Stored data
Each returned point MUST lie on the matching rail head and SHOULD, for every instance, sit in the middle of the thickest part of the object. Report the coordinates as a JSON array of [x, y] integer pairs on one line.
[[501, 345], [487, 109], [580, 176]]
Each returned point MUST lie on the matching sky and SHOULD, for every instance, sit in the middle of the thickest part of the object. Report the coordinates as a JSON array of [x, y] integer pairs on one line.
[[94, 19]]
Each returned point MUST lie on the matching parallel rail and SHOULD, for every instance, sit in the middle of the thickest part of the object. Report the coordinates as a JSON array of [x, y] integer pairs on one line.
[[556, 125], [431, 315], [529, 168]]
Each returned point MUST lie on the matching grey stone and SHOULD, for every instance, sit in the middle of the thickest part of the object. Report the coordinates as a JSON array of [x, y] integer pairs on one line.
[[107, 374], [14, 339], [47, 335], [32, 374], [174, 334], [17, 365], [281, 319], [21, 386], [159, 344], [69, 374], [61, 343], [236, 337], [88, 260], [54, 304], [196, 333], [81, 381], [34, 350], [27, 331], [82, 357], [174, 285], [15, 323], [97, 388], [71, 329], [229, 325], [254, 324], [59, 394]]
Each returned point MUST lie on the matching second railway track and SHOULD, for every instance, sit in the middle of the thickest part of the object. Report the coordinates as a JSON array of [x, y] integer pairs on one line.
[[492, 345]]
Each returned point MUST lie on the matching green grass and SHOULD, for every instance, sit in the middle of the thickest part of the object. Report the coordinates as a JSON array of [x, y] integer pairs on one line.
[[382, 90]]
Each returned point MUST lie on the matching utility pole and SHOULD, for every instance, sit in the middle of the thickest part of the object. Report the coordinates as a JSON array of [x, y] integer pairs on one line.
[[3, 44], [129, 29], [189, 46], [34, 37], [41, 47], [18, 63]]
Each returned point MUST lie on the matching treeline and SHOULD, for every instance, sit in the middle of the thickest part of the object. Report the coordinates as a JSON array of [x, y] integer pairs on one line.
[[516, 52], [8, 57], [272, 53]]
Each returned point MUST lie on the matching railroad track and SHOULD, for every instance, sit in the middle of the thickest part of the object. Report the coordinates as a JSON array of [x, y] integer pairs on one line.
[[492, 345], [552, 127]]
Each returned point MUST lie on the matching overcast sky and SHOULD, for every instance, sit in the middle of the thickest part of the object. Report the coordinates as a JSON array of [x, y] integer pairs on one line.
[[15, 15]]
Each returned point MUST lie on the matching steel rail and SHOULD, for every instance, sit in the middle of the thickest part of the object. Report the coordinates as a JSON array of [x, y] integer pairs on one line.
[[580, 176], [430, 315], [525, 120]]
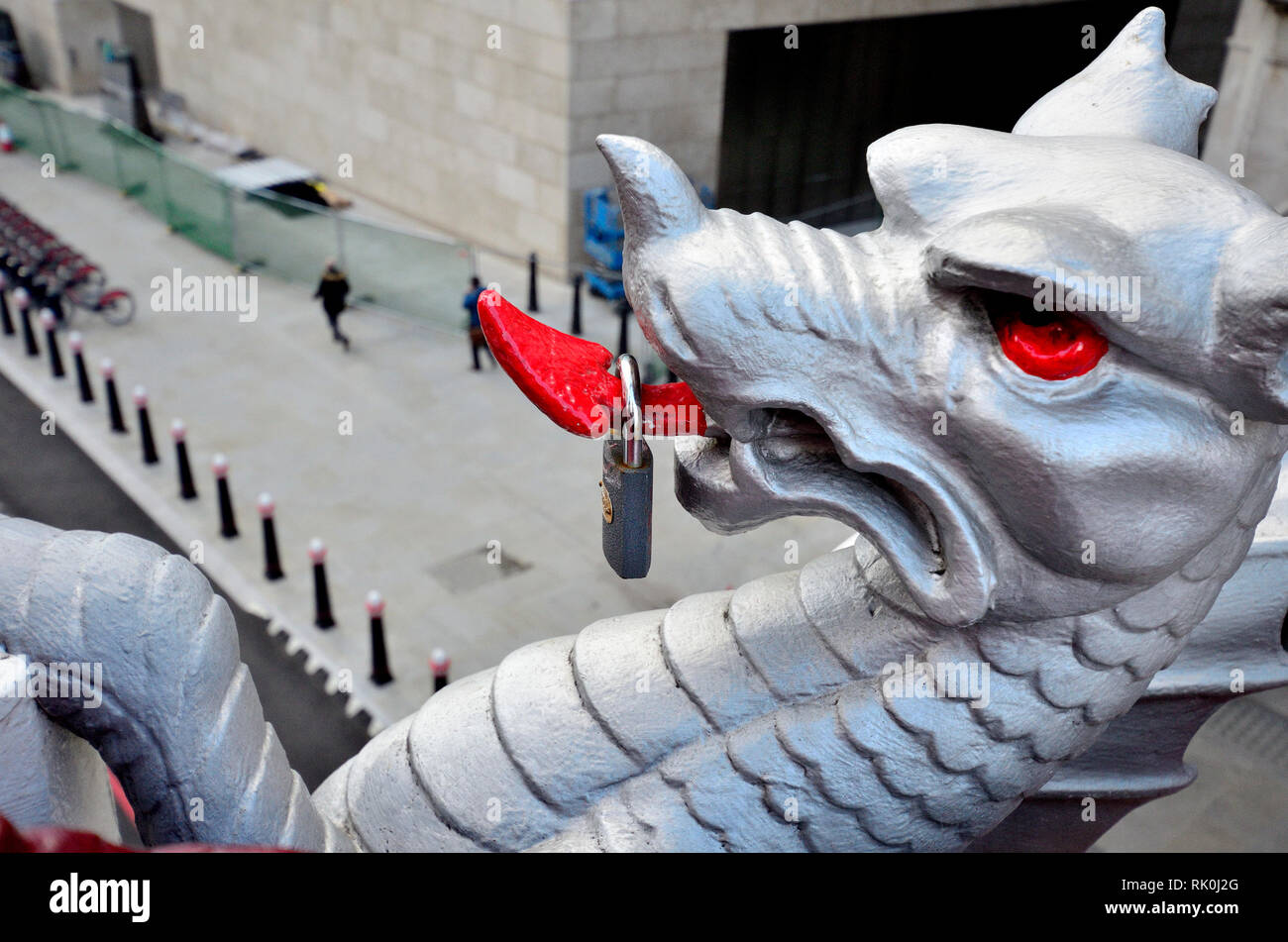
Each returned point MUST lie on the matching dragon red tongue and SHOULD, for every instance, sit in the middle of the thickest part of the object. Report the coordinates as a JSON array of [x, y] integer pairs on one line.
[[567, 377]]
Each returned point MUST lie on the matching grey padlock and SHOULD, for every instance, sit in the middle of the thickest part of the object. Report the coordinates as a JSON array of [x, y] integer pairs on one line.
[[626, 486]]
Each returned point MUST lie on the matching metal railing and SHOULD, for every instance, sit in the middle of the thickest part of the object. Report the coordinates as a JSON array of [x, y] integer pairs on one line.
[[406, 271]]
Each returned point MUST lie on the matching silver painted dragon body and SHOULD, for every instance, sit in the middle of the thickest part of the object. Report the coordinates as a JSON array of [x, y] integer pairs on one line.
[[1064, 534]]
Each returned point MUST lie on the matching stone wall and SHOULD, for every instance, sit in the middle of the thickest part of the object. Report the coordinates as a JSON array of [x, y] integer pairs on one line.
[[496, 145], [464, 134], [1249, 124], [656, 69]]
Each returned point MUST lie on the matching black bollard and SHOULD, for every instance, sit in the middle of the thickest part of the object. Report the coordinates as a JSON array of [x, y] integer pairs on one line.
[[150, 446], [623, 312], [532, 283], [321, 594], [187, 486], [5, 321], [576, 304], [114, 405], [22, 300], [55, 358], [271, 562], [439, 665], [227, 525], [380, 675], [77, 344]]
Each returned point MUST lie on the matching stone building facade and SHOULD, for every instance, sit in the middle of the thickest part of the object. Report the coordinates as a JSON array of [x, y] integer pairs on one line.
[[480, 116]]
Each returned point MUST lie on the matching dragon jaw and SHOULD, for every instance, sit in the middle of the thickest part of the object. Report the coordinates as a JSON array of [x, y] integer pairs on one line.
[[861, 377]]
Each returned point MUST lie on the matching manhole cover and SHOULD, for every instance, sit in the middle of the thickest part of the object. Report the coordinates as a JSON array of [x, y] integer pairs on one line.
[[477, 568]]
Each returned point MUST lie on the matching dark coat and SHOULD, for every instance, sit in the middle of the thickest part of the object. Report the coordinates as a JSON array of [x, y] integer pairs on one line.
[[333, 289]]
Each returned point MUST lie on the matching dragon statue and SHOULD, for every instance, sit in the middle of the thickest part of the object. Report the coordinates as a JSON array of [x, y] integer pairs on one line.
[[1056, 499]]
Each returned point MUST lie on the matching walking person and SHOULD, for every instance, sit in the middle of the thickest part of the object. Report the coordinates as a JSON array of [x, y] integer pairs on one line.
[[477, 339], [333, 289]]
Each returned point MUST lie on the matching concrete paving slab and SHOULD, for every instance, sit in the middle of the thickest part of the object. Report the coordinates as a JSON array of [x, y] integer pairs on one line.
[[442, 463]]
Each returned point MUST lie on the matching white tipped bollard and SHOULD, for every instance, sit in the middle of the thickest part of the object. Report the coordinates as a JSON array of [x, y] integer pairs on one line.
[[378, 658]]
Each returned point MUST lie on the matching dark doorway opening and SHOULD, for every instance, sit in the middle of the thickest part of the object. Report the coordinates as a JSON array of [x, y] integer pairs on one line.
[[798, 121]]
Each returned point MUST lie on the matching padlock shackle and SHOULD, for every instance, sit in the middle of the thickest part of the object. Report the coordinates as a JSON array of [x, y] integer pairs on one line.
[[632, 411], [568, 377]]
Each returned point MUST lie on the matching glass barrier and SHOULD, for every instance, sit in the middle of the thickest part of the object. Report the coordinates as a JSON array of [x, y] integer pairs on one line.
[[282, 236], [263, 232], [198, 206], [404, 270], [142, 171], [89, 149]]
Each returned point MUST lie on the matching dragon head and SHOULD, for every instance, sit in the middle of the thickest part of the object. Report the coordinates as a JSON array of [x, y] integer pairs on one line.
[[902, 379]]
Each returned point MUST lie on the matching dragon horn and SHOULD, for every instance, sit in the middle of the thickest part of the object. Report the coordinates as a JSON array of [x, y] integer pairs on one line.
[[657, 197]]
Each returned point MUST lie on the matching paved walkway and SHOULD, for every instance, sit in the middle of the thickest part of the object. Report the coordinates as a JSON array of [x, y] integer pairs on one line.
[[441, 463]]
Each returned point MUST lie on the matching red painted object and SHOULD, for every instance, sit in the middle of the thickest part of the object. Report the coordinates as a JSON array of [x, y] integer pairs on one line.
[[1057, 351], [567, 377], [62, 841]]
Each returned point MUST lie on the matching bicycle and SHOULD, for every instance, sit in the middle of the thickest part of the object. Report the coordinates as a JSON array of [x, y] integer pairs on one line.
[[116, 305]]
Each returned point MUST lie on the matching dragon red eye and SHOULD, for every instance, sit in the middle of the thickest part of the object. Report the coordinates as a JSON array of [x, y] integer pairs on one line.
[[1056, 349]]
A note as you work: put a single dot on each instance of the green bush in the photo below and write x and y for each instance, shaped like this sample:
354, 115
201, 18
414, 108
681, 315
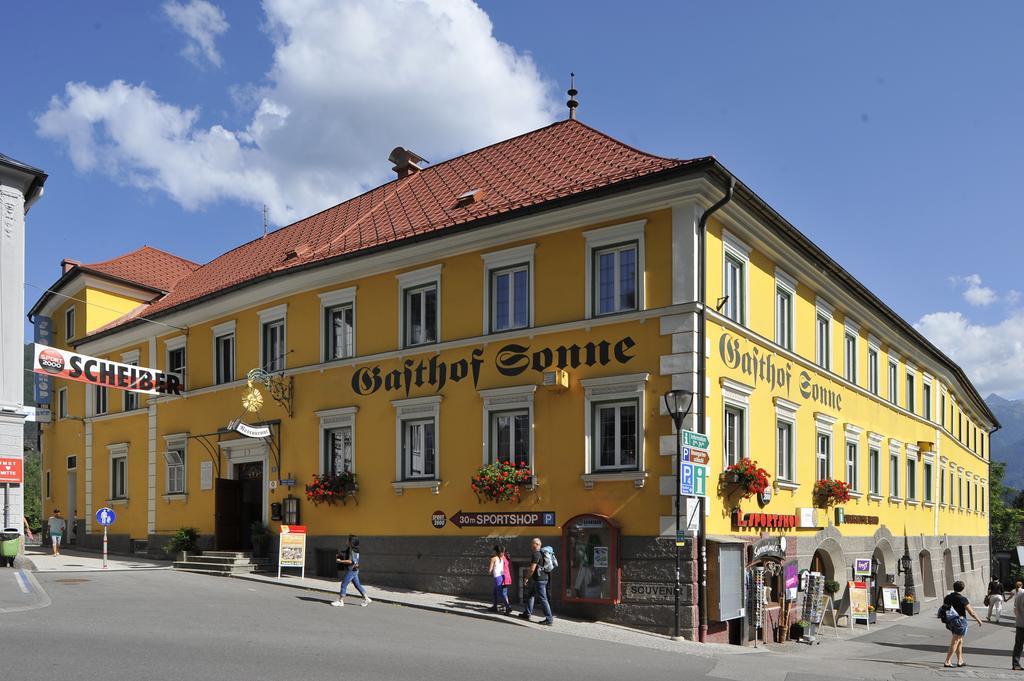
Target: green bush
185, 539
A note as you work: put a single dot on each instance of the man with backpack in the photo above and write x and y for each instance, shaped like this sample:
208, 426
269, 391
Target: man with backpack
542, 563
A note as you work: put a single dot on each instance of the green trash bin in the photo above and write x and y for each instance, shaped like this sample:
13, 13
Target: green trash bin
10, 542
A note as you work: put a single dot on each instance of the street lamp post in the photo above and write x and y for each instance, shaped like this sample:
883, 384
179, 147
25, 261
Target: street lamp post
678, 403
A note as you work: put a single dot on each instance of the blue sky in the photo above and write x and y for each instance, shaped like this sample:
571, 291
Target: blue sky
890, 133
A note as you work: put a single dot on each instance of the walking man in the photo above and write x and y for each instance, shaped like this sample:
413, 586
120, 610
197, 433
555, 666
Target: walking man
994, 599
537, 581
349, 560
56, 526
1019, 639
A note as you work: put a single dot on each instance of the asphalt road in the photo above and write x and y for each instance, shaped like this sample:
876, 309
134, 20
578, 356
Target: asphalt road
166, 625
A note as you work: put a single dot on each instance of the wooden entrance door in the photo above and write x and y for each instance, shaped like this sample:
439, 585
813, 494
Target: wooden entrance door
227, 514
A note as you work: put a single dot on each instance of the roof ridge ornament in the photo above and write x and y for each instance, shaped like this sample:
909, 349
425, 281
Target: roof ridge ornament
572, 92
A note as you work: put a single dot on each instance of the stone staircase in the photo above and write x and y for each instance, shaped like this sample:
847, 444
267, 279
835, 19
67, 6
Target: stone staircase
223, 562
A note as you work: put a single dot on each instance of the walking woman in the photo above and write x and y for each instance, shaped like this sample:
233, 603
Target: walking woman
958, 602
497, 570
349, 559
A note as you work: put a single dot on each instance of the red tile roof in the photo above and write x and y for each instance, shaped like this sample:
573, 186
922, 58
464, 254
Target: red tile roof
560, 160
148, 266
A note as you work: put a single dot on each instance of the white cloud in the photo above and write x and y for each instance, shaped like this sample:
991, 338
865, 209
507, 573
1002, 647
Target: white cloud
974, 293
350, 80
991, 355
202, 22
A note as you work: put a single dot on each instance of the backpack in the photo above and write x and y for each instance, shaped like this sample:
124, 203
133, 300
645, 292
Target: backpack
550, 562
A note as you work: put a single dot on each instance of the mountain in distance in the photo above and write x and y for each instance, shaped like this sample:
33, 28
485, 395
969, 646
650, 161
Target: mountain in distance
1008, 442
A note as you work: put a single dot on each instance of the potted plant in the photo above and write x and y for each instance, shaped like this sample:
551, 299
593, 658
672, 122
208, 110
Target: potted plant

Description of the task
Starting at the line in the records above that contains "Each returned point MUST lie on the matching stone building" and ending after the line that contains "[[477, 568]]", output those lines as a Markdown table with the columns Row and Line. Number each row and skip any blank lines.

Correct output
| Row | Line |
|---|---|
| 1 | Each returned point MUST lie on the matching stone building facade and SHOULD, for every instance, sit in the middle of the thickest part of the object. Report the coordinates as a JSON array of [x, y] integer pairs on one line. |
| 2 | [[480, 116]] |
| 3 | Each returned point MUST lie on the matching dragon jaw and SHOULD, for every instance, sit in the middle of the thickest part of the object. Report the coordinates as a JSON array of [x, y] integer pairs on one line. |
| 4 | [[861, 377]] |
| 5 | Each returned point MUST lie on the matching manhole cover and SHOULD, for every instance, sit in the middle of the thickest part of the object. Report the coordinates as a JSON array of [x, y] integer pairs on one line. |
| 6 | [[477, 568]] |